● **DOCUMENT EXTRACT**:

..............................

The Joyce programme (until Sunday) ends with 1958’s Antic Meet, in which Cunningham reconfigures his beginnings in vaudeville – before he encountered modern dance or even graduated from high school – through the prism of absurdist theatre.
Long-time collaborator Robert Rauschenberg dreamt up the inspired Dada props and costumes for skits loosely based on hoofers, musclemen, tumblers and clowns. Cunningham himself came up with the most famous prop: a café chair strapped to his back that he uses to support a dotty ballerina. She makes a dramatic entrance through a door she has provided for herself.
Antic Meet operates by the laws of the clown universe: if you put one foot in front of the other, you will trip; simple acts grow impossibly tangled; the harder you try, the less there is to show for it; nothing follows from anything. Though the opening-night cast lacked sufficient antic energy, the performance still managed to suggest a new back story for the sudden shifts in tempo, direction and everything that distinguishes a Cunningham dance.

..............................

[Excerpts of labeled region data]

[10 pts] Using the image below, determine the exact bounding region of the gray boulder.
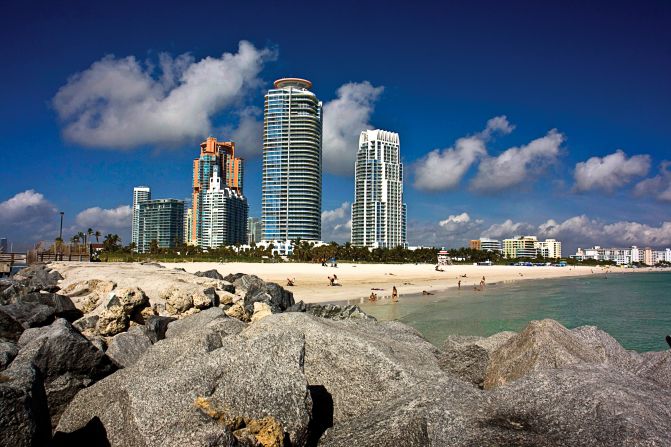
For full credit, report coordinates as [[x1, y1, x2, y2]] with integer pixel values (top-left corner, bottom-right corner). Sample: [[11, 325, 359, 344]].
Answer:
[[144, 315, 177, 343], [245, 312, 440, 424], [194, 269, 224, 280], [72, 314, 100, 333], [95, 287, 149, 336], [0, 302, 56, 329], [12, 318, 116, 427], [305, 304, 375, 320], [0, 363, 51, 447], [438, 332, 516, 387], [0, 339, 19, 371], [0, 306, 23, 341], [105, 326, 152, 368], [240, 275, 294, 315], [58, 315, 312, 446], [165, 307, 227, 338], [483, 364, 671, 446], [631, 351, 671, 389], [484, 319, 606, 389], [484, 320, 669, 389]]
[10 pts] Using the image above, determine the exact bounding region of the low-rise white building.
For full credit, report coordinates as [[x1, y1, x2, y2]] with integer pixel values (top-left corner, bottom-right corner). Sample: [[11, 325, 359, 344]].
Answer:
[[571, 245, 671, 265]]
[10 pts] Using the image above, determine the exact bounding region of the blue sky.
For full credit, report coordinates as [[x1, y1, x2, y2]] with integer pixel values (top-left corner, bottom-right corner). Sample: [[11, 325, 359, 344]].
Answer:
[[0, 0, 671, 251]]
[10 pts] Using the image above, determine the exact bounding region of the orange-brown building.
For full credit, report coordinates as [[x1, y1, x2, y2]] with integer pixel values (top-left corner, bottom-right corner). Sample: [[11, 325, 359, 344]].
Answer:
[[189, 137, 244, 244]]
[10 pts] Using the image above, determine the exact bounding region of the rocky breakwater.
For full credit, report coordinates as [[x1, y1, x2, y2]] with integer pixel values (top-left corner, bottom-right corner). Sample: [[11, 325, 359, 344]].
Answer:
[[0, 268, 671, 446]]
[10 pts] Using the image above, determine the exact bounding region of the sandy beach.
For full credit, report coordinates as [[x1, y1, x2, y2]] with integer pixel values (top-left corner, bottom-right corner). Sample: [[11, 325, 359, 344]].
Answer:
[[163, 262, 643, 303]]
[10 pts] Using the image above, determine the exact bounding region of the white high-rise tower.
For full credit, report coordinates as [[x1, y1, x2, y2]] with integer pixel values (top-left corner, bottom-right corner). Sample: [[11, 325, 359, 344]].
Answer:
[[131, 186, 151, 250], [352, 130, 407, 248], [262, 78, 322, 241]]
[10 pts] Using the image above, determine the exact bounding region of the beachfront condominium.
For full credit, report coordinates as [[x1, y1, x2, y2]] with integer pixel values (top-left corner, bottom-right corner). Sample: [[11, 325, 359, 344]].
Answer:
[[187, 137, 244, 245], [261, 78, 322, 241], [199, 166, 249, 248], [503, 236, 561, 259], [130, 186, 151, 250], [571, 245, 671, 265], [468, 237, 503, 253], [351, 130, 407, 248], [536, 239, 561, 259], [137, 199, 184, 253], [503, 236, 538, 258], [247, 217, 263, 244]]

..............................

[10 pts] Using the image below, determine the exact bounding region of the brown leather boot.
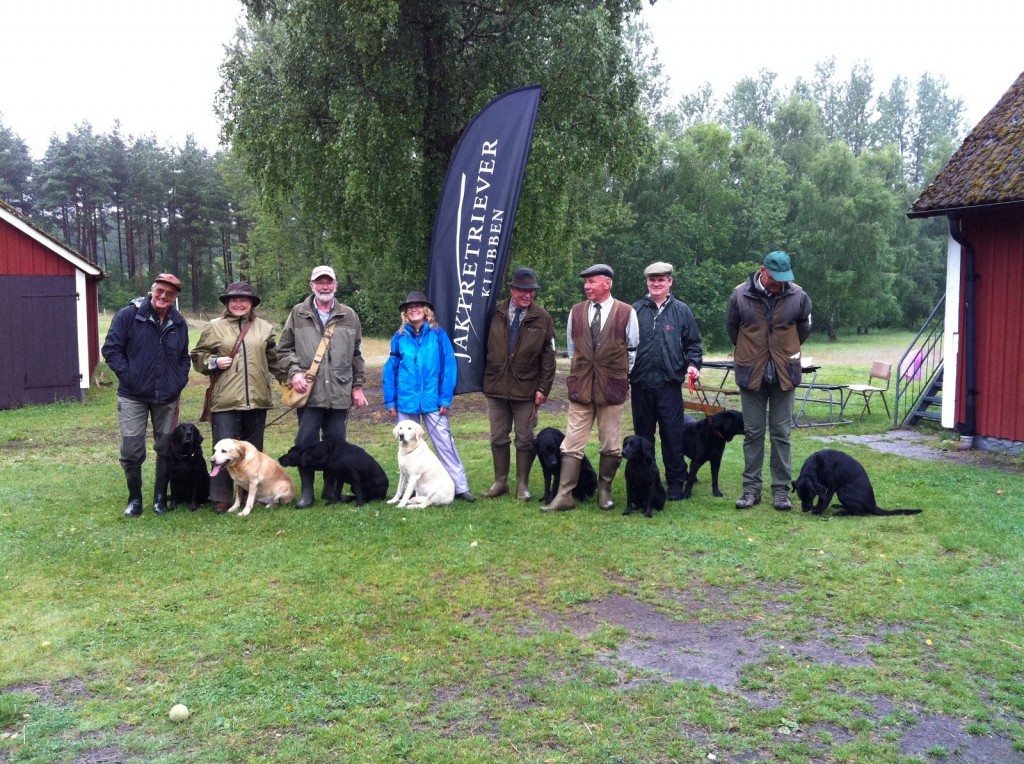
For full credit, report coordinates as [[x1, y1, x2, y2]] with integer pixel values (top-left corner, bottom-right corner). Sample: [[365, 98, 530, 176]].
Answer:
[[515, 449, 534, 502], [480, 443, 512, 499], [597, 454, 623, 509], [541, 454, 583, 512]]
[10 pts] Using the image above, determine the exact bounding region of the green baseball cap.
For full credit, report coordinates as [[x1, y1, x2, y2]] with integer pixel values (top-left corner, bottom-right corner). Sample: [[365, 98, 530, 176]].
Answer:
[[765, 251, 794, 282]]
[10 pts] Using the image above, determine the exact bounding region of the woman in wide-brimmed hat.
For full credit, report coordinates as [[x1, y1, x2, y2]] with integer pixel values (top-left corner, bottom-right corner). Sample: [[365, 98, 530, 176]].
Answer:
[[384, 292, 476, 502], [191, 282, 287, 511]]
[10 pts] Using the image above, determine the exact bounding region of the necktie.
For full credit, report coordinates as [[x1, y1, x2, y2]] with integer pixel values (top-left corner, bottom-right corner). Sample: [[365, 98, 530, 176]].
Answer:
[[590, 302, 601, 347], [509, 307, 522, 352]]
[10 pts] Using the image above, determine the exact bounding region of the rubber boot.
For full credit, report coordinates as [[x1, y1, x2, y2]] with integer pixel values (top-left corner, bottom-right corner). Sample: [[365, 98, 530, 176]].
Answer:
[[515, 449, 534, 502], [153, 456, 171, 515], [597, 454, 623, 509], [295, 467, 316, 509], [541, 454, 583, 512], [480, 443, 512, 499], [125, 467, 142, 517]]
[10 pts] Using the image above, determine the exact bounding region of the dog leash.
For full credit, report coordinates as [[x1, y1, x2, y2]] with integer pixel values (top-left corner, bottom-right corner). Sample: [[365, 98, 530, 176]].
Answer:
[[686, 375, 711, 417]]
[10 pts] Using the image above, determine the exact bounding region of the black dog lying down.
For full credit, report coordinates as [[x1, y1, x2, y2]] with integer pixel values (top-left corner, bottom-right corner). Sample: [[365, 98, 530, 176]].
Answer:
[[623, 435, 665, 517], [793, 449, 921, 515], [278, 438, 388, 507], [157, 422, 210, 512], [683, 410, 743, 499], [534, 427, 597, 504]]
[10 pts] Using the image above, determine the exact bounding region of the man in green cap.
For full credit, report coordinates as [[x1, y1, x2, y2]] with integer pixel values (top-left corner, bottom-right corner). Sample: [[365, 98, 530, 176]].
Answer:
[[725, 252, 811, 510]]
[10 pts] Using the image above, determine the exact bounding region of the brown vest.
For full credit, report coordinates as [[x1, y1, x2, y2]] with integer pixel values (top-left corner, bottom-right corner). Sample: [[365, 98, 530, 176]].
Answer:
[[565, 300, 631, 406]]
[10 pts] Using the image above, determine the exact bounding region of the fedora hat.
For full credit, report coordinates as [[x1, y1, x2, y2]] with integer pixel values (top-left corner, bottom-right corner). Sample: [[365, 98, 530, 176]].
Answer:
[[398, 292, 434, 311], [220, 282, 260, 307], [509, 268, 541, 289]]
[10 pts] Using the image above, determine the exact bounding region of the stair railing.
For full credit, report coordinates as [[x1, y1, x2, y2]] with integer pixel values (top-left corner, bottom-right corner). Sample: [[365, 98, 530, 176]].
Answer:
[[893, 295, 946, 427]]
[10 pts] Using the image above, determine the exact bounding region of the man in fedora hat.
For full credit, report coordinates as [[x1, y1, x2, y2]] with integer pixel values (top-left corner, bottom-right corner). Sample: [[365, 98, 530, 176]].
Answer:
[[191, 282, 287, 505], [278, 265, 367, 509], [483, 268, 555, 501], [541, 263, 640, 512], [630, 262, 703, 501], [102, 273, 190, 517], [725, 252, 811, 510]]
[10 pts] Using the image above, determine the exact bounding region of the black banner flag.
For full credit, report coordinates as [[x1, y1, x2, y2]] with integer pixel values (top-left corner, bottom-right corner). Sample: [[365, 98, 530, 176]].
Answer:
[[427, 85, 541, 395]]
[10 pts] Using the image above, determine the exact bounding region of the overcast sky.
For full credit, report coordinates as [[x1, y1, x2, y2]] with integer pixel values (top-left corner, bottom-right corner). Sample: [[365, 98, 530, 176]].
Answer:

..............................

● **WHAT YOU NEED TO DO**:
**1)** In the Antic Meet review, what kinds of performers are the skits said to be loosely based on?
**2)** Pick up the Antic Meet review after its last sentence and keep writing it.
The records are separate material and have no connection to the Antic Meet review.

● **RESULTS OF THE EXERCISE**:
**1)** Hoofers, musclemen, tumblers and clowns.

**2)**
Fast-forward to 1982, when arthritis riddles the choreographer’s hips and feet. Quartet is a quintet, with him as the nearly stationary fifth wheel. Current director Robert Swinston gives an eerie, creepy impersonation of his shuffling gait and achingly alert head and neck. A charged distance separates Swinston from the others – especially Melissa Toogood, who finishes her many expansive off-kilter balances with an extra stretch of the extended leg, and executes her chains of tilted turns at breakneck pace. Quartet, to David Tudor’s bleak oceanic score, is the most desolate Cunningham dance I have seen.
By 1993, where the evening begins, Cunningham is out of the picture. As its technogeek title suggests, CRWDSPCR is one of the first works the choreographer devised with the help of a computer. Instead of the constant unobtrusive entrances and exits for which he is known, all 13 dancers begin onstage and, like chess pieces on a through-the-looking-glass board, take turns moving – individually or in a quadrant. You sense Cunningham, Mad Hatter chess master, behind every move.